**Assignment**
Find and return every line of the data that contains the word "ground".

**Stored entries**

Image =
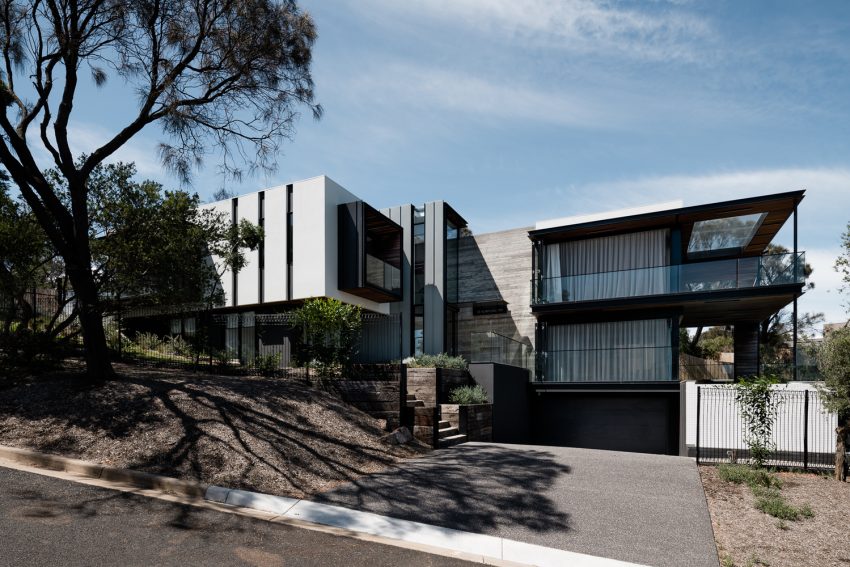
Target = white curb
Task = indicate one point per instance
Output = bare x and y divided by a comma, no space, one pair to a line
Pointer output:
411,532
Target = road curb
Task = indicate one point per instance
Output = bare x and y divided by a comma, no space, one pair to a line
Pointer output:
479,548
136,479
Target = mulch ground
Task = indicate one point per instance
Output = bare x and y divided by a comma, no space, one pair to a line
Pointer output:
273,435
749,537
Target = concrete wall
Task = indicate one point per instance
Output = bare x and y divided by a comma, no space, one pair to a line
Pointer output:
496,266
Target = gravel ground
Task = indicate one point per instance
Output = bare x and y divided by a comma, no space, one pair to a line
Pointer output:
273,435
745,535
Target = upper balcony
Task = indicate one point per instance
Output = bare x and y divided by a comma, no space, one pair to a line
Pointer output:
682,280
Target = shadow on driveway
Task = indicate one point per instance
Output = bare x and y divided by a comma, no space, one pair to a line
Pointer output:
475,488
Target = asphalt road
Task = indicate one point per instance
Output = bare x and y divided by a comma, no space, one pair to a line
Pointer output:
49,521
647,509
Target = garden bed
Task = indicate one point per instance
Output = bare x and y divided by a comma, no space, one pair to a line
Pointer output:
273,435
748,537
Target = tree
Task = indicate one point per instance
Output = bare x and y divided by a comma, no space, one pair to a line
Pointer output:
225,72
834,365
842,264
328,330
151,246
28,264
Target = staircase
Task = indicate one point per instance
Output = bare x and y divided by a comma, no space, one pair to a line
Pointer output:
447,434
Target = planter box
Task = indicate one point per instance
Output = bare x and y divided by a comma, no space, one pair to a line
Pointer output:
475,421
433,385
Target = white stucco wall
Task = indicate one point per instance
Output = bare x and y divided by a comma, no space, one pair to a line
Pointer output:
314,242
274,284
248,289
225,280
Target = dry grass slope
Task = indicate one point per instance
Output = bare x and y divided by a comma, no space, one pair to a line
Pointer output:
271,435
746,536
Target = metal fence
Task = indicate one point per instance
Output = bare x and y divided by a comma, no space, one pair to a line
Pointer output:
190,336
803,432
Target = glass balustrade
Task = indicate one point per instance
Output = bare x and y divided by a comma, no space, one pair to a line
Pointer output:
716,275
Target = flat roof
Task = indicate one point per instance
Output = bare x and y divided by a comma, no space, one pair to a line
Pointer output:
777,208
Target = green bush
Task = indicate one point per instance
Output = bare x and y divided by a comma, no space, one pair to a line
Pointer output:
742,474
441,360
770,501
328,333
758,406
266,364
468,395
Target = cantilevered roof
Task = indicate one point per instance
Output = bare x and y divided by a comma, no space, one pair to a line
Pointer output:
763,216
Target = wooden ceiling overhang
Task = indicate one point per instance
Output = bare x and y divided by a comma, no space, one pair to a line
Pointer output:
777,207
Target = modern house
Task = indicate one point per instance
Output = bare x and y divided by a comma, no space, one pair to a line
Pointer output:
592,306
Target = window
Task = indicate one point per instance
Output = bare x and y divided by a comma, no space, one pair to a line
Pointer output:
726,234
617,351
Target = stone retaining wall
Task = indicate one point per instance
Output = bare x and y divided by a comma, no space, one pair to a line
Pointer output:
425,420
475,421
376,390
433,385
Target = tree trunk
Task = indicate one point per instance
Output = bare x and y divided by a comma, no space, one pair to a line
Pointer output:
840,449
98,366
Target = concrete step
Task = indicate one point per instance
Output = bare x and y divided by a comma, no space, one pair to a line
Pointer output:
448,432
449,441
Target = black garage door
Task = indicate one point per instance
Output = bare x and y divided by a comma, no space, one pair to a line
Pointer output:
643,422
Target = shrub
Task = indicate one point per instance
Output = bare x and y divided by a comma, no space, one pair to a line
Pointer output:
441,360
770,501
266,364
468,395
758,405
328,334
742,474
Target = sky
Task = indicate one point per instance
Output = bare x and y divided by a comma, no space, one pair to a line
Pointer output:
516,111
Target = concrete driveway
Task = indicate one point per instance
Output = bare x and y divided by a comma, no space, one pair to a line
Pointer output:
647,509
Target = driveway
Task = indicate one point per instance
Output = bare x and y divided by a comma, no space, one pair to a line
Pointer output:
647,509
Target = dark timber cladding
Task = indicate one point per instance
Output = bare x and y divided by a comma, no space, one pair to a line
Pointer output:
365,235
778,207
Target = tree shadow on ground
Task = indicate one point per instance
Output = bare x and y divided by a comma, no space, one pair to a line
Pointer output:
278,436
478,488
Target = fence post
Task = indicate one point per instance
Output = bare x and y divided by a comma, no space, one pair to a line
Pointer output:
699,392
806,430
120,346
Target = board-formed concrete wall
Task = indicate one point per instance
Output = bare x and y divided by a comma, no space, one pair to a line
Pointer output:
496,266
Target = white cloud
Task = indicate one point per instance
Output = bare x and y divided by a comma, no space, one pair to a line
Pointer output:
436,89
663,31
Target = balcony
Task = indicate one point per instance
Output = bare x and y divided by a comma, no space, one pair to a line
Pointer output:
698,277
383,275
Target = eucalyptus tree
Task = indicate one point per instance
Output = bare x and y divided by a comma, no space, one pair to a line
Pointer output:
226,73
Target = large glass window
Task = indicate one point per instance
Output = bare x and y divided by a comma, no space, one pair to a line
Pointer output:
452,235
617,351
418,256
717,235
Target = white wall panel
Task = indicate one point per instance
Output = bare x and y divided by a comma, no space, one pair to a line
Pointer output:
274,285
247,289
225,279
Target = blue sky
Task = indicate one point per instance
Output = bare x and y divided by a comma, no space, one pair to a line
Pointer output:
521,110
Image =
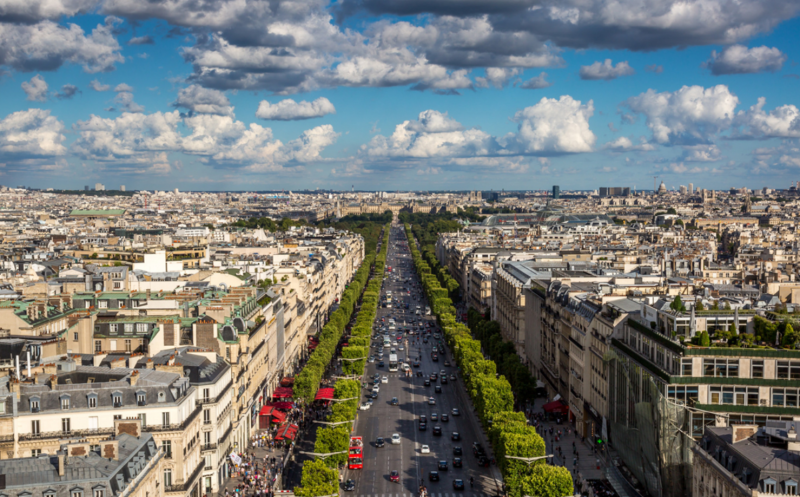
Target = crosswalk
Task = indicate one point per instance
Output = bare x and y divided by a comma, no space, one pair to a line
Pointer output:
430,494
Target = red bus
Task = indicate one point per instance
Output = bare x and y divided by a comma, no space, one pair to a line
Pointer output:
355,457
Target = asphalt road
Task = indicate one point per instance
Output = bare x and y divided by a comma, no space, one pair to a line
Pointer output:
383,419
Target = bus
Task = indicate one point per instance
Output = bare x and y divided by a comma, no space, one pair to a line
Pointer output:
355,457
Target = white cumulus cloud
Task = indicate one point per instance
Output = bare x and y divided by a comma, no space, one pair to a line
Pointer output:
289,110
35,89
606,70
738,59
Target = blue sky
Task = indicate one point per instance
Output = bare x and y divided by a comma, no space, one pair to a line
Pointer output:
399,94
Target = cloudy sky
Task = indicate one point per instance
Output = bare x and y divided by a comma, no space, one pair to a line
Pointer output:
399,94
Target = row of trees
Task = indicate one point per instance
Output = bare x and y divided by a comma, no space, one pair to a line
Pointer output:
493,398
316,479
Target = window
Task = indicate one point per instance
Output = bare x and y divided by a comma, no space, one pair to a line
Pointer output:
757,369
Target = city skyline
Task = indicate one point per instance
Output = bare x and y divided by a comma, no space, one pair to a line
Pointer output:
398,95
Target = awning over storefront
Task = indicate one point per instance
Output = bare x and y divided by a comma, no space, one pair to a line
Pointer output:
324,394
282,392
555,406
287,431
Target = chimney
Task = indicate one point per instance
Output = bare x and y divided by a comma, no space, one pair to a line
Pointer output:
743,432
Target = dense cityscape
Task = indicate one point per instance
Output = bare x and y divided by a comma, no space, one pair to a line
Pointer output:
606,342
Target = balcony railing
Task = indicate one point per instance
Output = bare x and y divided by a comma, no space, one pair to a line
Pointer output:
185,486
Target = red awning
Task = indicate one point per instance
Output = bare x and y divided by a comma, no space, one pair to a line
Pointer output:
555,406
324,394
287,431
282,392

**Final answer**
Target = mulch ground
Target = gravel ground
Target = tree shadow on ground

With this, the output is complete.